= Goal =
Reproduce every line of the listing below word for word, omitting the picture.

┌─ Supplied information

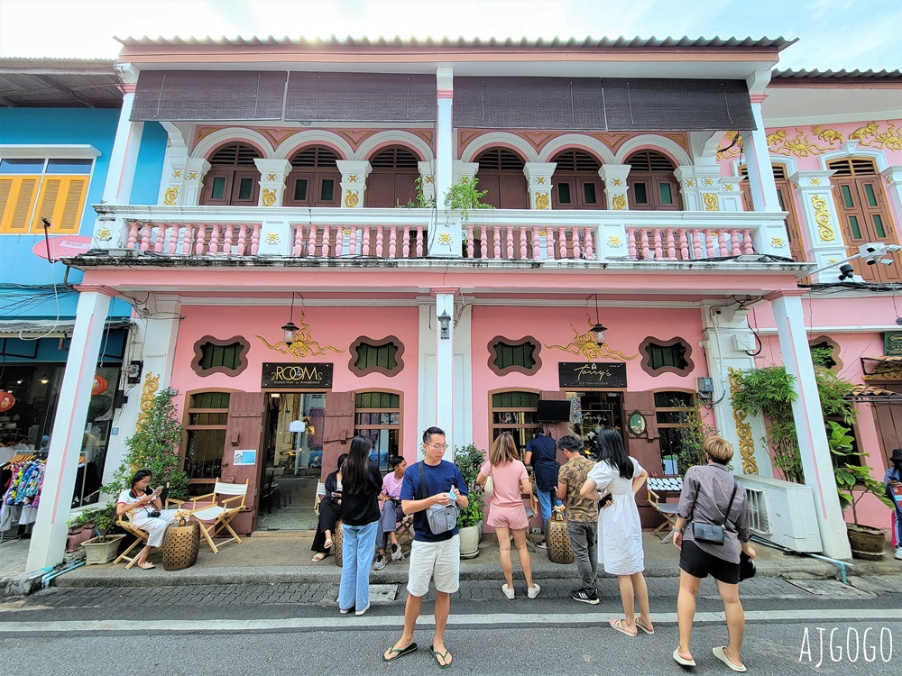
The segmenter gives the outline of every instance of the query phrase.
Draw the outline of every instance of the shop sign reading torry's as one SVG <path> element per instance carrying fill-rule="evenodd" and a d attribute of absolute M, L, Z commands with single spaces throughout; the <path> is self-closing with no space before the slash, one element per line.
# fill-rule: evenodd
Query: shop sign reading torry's
<path fill-rule="evenodd" d="M 557 374 L 562 388 L 626 388 L 626 364 L 620 361 L 561 361 Z"/>
<path fill-rule="evenodd" d="M 331 388 L 332 364 L 264 363 L 260 387 L 262 389 Z"/>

└─

= Task solution =
The segmenter gives the outline of every instance of the query phrase.
Draw the outline of every instance of the shop sign reading torry's as one SVG <path> element per instance carrying fill-rule="evenodd" and a d attribute of absolute M, L, Z commands with single spaces throughout; the <path> is self-closing with no space before the slash, one element per line.
# fill-rule: evenodd
Query: shop sign reading torry's
<path fill-rule="evenodd" d="M 557 374 L 562 388 L 626 388 L 626 364 L 620 361 L 561 361 Z"/>
<path fill-rule="evenodd" d="M 331 388 L 332 364 L 264 363 L 260 387 L 262 389 Z"/>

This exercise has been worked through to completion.